Copy out exactly the lines from the one containing "Annotation task: mark the minivan windshield" to the end of the records below, both included, and nothing else.

Dataset excerpt —
....................

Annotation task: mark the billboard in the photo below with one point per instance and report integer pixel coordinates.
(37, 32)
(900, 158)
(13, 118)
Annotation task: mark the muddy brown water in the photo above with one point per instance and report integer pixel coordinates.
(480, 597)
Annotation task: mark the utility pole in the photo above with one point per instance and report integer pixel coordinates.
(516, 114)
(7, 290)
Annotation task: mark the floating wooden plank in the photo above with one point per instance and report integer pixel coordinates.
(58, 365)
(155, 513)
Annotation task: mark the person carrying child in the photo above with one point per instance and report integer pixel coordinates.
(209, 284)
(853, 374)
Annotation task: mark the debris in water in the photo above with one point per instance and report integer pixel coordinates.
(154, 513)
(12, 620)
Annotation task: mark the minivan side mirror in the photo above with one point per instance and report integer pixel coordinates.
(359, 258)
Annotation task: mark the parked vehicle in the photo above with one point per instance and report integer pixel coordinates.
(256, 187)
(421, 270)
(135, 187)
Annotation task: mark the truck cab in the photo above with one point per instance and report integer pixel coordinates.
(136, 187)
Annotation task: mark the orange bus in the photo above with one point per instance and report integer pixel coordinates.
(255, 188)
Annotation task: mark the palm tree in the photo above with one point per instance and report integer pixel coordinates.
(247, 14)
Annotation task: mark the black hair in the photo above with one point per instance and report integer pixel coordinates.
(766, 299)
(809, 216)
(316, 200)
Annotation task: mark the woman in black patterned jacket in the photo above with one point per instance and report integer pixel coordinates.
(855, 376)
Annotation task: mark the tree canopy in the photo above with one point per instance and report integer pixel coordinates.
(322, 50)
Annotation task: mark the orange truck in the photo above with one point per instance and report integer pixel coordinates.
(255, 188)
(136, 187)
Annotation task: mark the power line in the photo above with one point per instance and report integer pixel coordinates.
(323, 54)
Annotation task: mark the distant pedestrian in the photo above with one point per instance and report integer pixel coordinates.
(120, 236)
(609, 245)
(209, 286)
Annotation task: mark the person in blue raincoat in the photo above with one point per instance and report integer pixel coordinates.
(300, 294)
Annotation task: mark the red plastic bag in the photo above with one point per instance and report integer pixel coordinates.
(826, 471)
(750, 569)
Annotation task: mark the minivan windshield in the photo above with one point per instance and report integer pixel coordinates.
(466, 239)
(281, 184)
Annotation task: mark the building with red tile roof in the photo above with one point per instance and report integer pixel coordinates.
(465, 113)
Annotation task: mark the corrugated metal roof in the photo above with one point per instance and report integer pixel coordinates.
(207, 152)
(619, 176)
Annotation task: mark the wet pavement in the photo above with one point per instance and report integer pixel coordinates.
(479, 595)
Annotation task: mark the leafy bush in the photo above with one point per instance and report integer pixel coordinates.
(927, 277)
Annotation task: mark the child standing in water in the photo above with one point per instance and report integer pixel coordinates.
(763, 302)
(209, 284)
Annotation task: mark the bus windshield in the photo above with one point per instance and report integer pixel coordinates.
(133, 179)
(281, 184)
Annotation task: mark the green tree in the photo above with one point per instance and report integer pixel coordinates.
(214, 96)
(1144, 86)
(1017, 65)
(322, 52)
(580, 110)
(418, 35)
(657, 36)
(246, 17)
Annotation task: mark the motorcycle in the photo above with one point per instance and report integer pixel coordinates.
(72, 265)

....................

ANSWER TO THIS EXERCISE —
Annotation task: mark the minivan windshield in the photo above with one point per instance and report integer pixel coordinates.
(466, 239)
(281, 184)
Annotation task: mark the building with red tile roof in the photo above with one point per instance and report integer pixel coordinates.
(465, 113)
Annotation task: mark the corrugated metal roof in the photo above with one point per instance and report integer pixel coordinates.
(207, 152)
(619, 176)
Annotation task: mark the wet pavement in the photo above with one point per instance and report integer pixel coordinates.
(479, 595)
Annotation task: mark the leafy bush in the photo above with one point per instance and report integer pixel coordinates.
(927, 277)
Annotation task: mark the child standing in water in the photo above with one point per instance and report integer pixel coordinates.
(763, 302)
(209, 284)
Annotation task: mark the bus windshield in the photo above with one point per instance and report integer pixel coordinates.
(133, 179)
(281, 184)
Annotation task: mark the green tree in the photo above with one point per instance and report integer pixel coordinates.
(214, 96)
(1144, 86)
(1017, 65)
(322, 52)
(580, 110)
(418, 35)
(657, 36)
(246, 17)
Annotation task: mark the motorcycle in the photo above with one point per instance and report integer pixel coordinates.
(72, 265)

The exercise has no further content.